- TASK TO CARRY OUT -
Repeat the lines that follow, leaving nothing out.

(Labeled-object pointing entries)
☆ ☆ ☆ ☆ ☆ ☆ ☆

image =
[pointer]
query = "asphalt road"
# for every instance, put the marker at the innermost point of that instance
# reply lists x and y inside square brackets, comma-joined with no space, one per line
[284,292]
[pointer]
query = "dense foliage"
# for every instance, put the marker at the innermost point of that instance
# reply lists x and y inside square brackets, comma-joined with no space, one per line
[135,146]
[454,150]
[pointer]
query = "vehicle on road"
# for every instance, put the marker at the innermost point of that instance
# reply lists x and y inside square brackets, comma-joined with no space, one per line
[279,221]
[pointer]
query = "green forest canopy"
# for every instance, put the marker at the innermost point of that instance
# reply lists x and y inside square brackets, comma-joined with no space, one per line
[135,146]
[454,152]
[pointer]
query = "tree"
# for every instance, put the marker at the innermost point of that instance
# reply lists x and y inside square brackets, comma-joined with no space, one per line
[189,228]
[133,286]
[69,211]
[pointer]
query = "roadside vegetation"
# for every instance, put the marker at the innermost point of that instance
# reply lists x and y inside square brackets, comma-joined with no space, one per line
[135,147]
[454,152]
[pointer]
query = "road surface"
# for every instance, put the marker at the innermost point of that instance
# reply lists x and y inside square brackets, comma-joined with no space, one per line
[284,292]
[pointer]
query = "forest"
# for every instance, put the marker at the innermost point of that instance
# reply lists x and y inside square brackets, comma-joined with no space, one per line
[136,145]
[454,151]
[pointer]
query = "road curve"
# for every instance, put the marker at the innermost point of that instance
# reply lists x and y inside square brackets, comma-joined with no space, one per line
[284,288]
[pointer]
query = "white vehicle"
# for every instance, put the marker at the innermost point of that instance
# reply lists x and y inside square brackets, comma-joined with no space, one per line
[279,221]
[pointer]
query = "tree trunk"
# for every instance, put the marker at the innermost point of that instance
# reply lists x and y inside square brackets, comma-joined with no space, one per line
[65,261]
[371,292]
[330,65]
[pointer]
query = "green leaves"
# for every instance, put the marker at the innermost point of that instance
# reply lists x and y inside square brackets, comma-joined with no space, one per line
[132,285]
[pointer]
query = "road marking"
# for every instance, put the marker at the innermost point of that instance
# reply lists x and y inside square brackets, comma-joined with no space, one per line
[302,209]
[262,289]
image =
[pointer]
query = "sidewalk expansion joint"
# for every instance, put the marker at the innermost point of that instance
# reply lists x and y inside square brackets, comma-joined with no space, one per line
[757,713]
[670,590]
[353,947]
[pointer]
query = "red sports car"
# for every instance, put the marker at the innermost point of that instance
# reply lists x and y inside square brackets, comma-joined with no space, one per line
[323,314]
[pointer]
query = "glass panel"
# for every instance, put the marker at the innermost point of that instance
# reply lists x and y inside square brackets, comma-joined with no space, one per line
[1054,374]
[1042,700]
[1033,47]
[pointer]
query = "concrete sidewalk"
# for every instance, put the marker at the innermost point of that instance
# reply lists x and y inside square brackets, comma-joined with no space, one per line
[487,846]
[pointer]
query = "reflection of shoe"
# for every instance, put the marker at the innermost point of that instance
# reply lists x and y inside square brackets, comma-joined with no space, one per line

☆ ☆ ☆ ☆ ☆ ☆ ☆

- RESULT OF THE EXERCISE -
image =
[pointer]
query = "asphalt road"
# for every instance, put the marker at the innermost point of that instance
# reply lists x and y inside square brackets, comma-joined with no space, one per line
[284,292]
[pointer]
query = "dense foliage"
# for every instance, put the marker at the innermost point of that instance
# reply lists x and y inside square brackets, comma-joined with no space, one per line
[135,146]
[454,150]
[pointer]
query = "vehicle on road"
# for every instance, put the marker at the innermost point of that instance
# reply lists x and y inside square brackets, comma-joined with no space, one per line
[279,221]
[pointer]
query = "green forest canopy"
# for every instance, put the marker at the innermost point of that instance
# reply lists x and y inside square brackets, comma-joined with no space, one per line
[135,146]
[454,152]
[pointer]
query = "tree"
# for every instance, put the marker at the innermost point of that instance
# reply lists x and y inside square brackets, comma-joined with no space, one per line
[189,228]
[133,286]
[69,211]
[pointer]
query = "roadside vegetation"
# for every instance, put the marker at the innermost point of that instance
# reply lists x and y inside square brackets, comma-joined with no space, one per line
[135,147]
[454,152]
[pointer]
query = "road surface"
# for every instance, put the marker at the innermost point of that instance
# reply lists x and y inside square brackets, comma-joined with no space, one per line
[284,292]
[pointer]
query = "forest"
# for every instance, put the marker at the innermost point of that instance
# reply lists x and y inside square brackets, comma-joined with no space, one per line
[136,145]
[454,151]
[pointer]
query = "road curve"
# for every instance, put the marker at the innermost point of that instance
# reply lists x and y inside square brackets, comma-joined with no space, one per line
[284,288]
[pointer]
query = "white vehicle"
# for every instance, put the marker at the innermost point of that instance
# reply lists x and y inside square brackets, comma-joined with no space, one per line
[279,221]
[pointer]
query = "tree trunk"
# for every instance, put the marker at the innermost point of that instance
# reply lists x and y inside square brackets, comma-joined with no space, one per line
[65,261]
[371,292]
[330,65]
[pointer]
query = "green leaves"
# for every instance, put the marker at the innermost point of that instance
# reply lists x and y inside square brackets, comma-joined with no space, one per line
[132,285]
[pointer]
query = "road marking"
# for every instance, put the marker at the innermost point of that instance
# reply lists x and y inside square brackets, comma-joined with no space, one per line
[302,209]
[262,289]
image =
[pointer]
query = "sidewalk expansion joint"
# for every instance, put the marker at the innermost point of that instance
# reply lists x and y inside square brackets, comma-joined with no space, one per line
[757,713]
[670,590]
[353,947]
[pointer]
query = "red sports car"
# for every instance, put the marker at the innermost point of that instance
# reply lists x and y inside square brackets, comma-joined with no space, one per line
[323,314]
[pointer]
query = "glass panel"
# for every instance, put the marker at the innermost point of that instance
# reply lists x and y inside square brackets, comma-joined with no space, one per line
[1054,374]
[1042,700]
[1033,47]
[pointer]
query = "concrete sidewalk"
# for every instance, put the marker at the innermost point of that instance
# reply lists x and y inside square brackets, comma-joined with no space, one per line
[487,846]
[pointer]
query = "reflection of shoe"
# for every instance, put the marker at the innermost point of that instance
# reply lists x and y inside square brackets, comma-joined with no space, one per line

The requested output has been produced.